• [Problem details]
Output all of the records exactly as written.
..............................
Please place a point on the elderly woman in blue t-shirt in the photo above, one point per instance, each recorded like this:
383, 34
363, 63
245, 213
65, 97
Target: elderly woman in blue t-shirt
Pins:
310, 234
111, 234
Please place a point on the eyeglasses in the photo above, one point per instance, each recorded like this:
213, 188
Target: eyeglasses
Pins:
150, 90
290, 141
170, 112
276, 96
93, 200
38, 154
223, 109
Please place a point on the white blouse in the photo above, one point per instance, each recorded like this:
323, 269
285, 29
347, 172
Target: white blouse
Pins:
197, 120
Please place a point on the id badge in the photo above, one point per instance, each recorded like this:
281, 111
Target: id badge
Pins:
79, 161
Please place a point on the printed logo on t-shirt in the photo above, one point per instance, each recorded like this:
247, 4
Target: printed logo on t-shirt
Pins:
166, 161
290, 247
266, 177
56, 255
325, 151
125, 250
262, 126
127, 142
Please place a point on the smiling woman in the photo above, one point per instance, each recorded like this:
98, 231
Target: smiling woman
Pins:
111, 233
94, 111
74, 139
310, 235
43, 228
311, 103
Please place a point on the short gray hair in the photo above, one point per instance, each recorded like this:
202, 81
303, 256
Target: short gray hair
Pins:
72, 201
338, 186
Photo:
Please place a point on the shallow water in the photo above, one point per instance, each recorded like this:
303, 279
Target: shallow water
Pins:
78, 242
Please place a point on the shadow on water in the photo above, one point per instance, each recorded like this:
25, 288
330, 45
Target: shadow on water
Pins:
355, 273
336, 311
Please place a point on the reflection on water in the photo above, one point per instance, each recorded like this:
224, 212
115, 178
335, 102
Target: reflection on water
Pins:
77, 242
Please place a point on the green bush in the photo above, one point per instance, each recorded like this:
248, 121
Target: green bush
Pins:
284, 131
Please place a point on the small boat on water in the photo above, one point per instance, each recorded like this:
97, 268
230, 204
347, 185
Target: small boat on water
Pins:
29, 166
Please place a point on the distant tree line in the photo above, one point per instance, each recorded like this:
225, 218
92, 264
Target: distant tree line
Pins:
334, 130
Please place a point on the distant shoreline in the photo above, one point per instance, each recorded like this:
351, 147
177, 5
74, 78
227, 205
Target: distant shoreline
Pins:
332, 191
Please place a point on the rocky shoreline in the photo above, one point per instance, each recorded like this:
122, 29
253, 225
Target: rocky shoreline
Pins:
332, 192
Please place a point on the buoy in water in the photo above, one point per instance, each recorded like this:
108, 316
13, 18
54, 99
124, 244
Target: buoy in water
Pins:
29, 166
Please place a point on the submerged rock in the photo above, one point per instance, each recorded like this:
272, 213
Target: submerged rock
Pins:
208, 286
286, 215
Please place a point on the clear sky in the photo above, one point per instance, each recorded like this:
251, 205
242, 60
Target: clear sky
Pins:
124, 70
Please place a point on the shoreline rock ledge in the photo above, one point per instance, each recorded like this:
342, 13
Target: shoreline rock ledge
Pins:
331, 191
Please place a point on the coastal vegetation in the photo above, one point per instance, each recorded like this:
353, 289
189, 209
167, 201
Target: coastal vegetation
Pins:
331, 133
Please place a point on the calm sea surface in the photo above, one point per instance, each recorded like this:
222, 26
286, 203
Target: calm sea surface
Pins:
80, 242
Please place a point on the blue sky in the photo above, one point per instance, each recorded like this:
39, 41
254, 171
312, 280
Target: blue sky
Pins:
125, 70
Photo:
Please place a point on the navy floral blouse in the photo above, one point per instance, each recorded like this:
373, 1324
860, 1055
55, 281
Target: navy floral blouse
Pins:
..............................
• [Result]
Please place a point on the elderly woman in blue t-shirt in the photo above, one point per instance, each recorded like this:
383, 34
363, 63
245, 213
65, 97
Target: elderly woman in blue t-shirt
Pins:
310, 234
111, 234
Please place a point on the eyeglasses in the photo above, one point per instance, each recorded like this:
213, 188
Target: eyeglasses
Pins:
150, 90
290, 141
170, 112
276, 96
93, 200
38, 154
223, 109
Please place a point on the white blouse in the photo above, one point per instance, each recorded like this:
323, 269
285, 29
347, 172
Target: white blouse
Pins:
197, 120
Please place a point on the id badge in the photo above, one point per instance, each recorded like this:
281, 111
Target: id badge
Pins:
79, 161
Please place a point on the printed logo on t-shirt in the photo above, one point per instance, each recorded like this:
247, 4
Target: printed logo on t-shirt
Pins:
166, 161
290, 247
266, 177
56, 255
325, 151
125, 250
262, 126
127, 142
Please place a point on the smiling woman in the photo above, one point per instance, each recorded like this:
98, 231
Target: smiling woman
Pins:
111, 233
94, 111
74, 139
310, 235
43, 228
311, 103
Please place a point on the short gray hair in the photo above, one point per instance, each recorded like this:
202, 81
303, 256
Target: short gray hair
Pins:
72, 201
338, 186
Photo:
Please place a point on the shallow water in the photo above, one point per instance, each recorded like this:
303, 279
Target: shallow water
Pins:
78, 242
Please place a point on the shadow on water in the photo above, one point per instance, each recorded like this:
25, 288
330, 45
Target: shadow on water
Pins:
355, 273
336, 311
Please place a point on the reflection on water in the photo above, one point per instance, each recorded like this:
224, 212
115, 178
335, 102
Target: reflection on water
Pins:
77, 242
Please place a point on the green bush in the photo above, one point per instance, each recorded like this:
248, 121
Target: green bush
Pins:
284, 131
Please place a point on the small boat on water in the photo above, one point per instance, each recorded like this:
97, 268
230, 204
347, 185
Target: small boat on water
Pins:
29, 166
Please place a point on the distant tree line in the photo above, one point per instance, each recorded like this:
225, 218
92, 264
Target: distant tree line
Pins:
334, 130
Please place a point on the distant shoreline in the photo above, one point per instance, each recorded like this:
351, 147
177, 5
74, 78
227, 205
Target: distant shoreline
Pins:
332, 191
Please place a point on the rocky shoreline in the photo above, one point per instance, each recorded like this:
122, 29
253, 225
Target: rocky shoreline
Pins:
332, 192
Please place a point on the buoy in water in the photo above, one point per instance, each recorded like this:
108, 316
13, 18
54, 99
124, 244
Target: buoy in water
Pins:
29, 166
Please place a point on the submerged rock in the photo above, one point per instance, each recorded like this:
272, 213
Target: submerged rock
Pins:
208, 286
286, 215
Please place a point on the clear sky in the photo above, one point per instance, each recorded like this:
251, 205
242, 60
Target: clear sky
Pins:
124, 70
Please place a point on the shoreline rock ledge in the photo above, one point per instance, each recorded like this:
342, 13
Target: shoreline rock ledge
Pins:
331, 191
Please place a point on the coastal vegetation in the photo above, one point per instance, each recorded like this:
353, 289
189, 209
167, 201
Target: coastal vegetation
Pins:
331, 133
Please place a point on the calm sea surface in the photo above, one point per instance, each recorded like this:
222, 26
286, 203
Target: calm sea surface
Pins:
80, 242
Please place a point on the blue sky in the photo above, one point per instance, each recorded like this:
39, 41
254, 171
312, 280
Target: blue sky
Pins:
125, 70
Photo:
Please place a point on the navy floral blouse in the photo above, one point per instance, each recorded like this:
373, 1324
860, 1055
55, 281
Target: navy floral blouse
Pins:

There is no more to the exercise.